> _SOURCE DOCUMENT_:
··········

Let's not complain if they don't take us seriously: contemporary art and quarantined social-performances

The contemporary art world during the coronavirus crackdown took to social media: but the results of performances on Instagram and similar platforms were not so exciting.

An incessant noise pervaded the quarantine of the magical art world by saturating the system’s social of choice, Instagram, on a daily basis. A constant background buzz, peaking daily at 6 p.m. in a profluence of murmuring red wheels (“stories” and “direct”), winking at the unsuspecting viewer approached by the social medium. Domestic confinement brought out the courtly undergrowth teeming in the art system, fireflies with luminescent terga activated in the night of the pandemic. That seventy percent, reasoning by default, of cosmic nothingness self-proclaimed professionals in the field (boasting the titles of art influencer, art lover, art blogger, art curator and all those offshoots of nothingness that populate thecontemporary art) transformed into a dancing, hissing cog throughout the quarantine, when he was not busy displaying in gleaming virtual showcases reproductions of works of art, thus distorting their power and flattening their dense valence in the screen. Empty compulsions to repeat.

··········

> _GIVEN RECORDS_:

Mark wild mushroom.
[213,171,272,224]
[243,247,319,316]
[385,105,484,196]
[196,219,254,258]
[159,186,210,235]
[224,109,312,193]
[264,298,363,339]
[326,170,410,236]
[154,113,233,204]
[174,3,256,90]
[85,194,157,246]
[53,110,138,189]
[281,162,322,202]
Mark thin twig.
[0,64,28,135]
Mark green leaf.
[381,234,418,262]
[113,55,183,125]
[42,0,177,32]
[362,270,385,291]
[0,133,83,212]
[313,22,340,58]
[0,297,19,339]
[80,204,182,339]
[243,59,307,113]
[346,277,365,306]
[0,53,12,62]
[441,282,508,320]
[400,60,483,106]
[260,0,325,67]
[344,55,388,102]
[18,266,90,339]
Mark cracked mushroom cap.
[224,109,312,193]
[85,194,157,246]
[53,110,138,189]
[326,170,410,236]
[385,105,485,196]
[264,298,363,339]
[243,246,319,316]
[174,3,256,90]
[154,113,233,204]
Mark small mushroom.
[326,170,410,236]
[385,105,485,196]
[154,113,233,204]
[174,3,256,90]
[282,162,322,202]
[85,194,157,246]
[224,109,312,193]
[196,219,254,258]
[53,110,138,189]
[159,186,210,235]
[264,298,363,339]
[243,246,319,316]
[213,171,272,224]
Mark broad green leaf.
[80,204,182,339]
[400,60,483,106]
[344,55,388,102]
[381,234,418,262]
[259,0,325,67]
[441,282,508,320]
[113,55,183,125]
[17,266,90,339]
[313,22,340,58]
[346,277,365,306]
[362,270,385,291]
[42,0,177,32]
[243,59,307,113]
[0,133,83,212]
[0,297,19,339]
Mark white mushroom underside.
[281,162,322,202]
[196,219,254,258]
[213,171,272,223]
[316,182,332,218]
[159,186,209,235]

··········

> _ASSIGNED TASK_:
In the piece on contemporary art under quarantine, at what time of day did the background buzz on Instagram peak? The listing comes from a separate source unrelated to the text.

> _SOLUTION_:
At 6 p.m. each day.